• [Exercise aim]: Copy the lines below verbatim, but only from the line containing "Roster-mapping task: tag the decorative" through the end of the data.

• [Exercise data]:
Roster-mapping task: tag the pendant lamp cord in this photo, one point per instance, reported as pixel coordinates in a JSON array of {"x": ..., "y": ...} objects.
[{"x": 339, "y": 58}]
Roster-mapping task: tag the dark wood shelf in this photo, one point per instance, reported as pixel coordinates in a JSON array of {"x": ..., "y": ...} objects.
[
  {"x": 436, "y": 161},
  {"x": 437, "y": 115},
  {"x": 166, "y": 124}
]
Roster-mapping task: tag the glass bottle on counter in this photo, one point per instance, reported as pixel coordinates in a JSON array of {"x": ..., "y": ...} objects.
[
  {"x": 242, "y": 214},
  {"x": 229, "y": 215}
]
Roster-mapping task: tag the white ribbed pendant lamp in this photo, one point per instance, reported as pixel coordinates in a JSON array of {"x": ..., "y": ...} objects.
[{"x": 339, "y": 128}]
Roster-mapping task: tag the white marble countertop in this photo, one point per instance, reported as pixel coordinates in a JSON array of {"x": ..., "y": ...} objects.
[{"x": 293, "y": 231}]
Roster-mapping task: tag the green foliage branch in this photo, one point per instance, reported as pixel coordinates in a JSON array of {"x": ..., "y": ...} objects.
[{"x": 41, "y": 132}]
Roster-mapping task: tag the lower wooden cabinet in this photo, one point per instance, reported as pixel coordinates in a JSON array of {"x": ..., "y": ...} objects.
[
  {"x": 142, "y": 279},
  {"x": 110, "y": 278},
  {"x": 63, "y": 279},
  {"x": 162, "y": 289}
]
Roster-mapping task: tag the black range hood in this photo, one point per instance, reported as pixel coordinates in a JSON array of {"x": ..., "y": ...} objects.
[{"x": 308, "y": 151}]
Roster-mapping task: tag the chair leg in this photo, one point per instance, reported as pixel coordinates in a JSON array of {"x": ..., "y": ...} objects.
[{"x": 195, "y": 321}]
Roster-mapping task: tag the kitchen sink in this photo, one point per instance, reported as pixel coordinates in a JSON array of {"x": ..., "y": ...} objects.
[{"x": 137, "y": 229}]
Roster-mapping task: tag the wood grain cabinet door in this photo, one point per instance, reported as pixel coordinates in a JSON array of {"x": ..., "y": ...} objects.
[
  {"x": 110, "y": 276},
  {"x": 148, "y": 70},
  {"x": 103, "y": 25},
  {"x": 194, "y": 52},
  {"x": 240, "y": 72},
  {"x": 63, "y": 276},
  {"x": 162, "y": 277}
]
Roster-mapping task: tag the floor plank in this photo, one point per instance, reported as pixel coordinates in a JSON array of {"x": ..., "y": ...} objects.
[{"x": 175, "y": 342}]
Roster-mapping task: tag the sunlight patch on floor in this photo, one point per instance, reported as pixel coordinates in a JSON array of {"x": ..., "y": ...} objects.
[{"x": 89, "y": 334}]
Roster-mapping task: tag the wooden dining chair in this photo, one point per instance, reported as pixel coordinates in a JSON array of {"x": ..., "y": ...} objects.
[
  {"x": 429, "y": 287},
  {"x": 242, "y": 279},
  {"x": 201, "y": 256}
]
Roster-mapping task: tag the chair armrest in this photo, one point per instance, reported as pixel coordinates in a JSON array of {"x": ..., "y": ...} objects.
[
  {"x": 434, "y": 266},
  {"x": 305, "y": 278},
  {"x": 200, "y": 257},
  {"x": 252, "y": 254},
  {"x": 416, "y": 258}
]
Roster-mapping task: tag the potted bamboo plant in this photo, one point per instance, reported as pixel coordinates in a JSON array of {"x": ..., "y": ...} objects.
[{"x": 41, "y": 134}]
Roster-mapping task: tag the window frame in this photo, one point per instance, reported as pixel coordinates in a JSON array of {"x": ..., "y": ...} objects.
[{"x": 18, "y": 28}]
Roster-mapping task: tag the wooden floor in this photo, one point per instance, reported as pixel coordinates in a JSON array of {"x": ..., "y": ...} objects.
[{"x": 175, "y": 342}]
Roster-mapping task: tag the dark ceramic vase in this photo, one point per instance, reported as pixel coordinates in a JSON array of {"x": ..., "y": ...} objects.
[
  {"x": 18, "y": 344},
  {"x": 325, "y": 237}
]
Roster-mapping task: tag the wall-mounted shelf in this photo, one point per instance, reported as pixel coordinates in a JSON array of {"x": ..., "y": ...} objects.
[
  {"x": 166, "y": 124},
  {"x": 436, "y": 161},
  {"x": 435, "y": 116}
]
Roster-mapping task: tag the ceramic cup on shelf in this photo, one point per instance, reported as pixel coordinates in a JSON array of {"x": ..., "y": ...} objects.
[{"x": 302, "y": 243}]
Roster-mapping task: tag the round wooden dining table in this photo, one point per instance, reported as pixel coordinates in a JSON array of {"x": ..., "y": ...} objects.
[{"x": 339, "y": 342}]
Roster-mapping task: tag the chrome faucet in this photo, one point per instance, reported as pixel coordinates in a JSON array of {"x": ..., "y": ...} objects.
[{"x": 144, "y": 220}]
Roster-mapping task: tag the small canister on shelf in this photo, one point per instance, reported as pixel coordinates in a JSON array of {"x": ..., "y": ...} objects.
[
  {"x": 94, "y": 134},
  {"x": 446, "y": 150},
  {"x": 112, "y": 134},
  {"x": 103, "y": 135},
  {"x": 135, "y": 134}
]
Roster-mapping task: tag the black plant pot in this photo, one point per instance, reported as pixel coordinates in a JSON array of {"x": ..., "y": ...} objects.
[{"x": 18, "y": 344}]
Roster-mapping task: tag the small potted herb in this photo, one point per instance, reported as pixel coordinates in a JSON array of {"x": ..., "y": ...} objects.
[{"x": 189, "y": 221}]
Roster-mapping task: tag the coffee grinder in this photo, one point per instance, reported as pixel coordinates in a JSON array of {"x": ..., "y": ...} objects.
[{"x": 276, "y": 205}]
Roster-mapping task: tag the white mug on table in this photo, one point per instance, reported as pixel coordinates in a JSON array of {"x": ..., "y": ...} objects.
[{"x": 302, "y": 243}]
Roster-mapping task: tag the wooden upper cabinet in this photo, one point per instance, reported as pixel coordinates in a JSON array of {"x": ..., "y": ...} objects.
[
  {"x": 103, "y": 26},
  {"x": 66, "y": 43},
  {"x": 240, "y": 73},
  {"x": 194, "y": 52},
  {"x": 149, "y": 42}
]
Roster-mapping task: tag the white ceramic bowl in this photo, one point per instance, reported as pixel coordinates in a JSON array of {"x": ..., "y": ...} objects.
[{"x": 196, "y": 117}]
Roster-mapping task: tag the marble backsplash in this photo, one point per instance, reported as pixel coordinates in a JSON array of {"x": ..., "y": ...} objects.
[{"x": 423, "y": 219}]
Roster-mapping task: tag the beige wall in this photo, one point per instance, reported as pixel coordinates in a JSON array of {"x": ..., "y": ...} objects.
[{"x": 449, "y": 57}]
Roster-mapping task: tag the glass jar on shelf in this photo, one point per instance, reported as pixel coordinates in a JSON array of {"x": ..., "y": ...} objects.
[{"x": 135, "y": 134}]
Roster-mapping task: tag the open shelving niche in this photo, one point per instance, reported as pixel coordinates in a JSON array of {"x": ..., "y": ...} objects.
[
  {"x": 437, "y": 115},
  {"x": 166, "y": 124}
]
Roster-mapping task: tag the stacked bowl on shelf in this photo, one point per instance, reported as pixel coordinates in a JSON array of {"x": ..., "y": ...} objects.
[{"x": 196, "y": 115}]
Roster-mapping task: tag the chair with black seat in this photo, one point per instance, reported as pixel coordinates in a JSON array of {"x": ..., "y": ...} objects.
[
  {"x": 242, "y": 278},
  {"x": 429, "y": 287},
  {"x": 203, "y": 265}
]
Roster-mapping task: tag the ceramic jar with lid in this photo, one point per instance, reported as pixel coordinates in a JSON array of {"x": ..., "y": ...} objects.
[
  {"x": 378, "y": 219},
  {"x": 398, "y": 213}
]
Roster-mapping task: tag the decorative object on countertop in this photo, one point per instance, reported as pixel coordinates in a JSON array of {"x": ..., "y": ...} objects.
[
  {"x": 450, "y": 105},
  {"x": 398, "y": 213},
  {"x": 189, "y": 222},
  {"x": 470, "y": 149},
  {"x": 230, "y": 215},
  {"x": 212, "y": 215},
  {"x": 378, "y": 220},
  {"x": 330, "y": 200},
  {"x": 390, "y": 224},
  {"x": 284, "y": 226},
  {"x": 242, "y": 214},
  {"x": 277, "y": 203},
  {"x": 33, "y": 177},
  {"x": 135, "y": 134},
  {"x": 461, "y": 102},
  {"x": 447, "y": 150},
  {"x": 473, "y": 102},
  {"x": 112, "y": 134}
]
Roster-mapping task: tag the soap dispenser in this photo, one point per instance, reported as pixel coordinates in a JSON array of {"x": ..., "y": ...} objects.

• [Expected answer]:
Roster-mapping task: tag the decorative object on countertop in this photo, one point per instance, reported as pixel coordinates in a JSON array of {"x": ..., "y": ...} objects.
[
  {"x": 450, "y": 105},
  {"x": 398, "y": 213},
  {"x": 189, "y": 222},
  {"x": 470, "y": 149},
  {"x": 230, "y": 215},
  {"x": 212, "y": 215},
  {"x": 378, "y": 220},
  {"x": 330, "y": 200},
  {"x": 390, "y": 224},
  {"x": 284, "y": 226},
  {"x": 242, "y": 214},
  {"x": 277, "y": 203},
  {"x": 33, "y": 177},
  {"x": 135, "y": 134},
  {"x": 461, "y": 102},
  {"x": 447, "y": 150},
  {"x": 473, "y": 102},
  {"x": 112, "y": 134}
]
Roster-mapping task: tag the soap dispenser in this photo, one point per instance, reported as pixel coordinates in a JSON array of {"x": ..., "y": ...} objects.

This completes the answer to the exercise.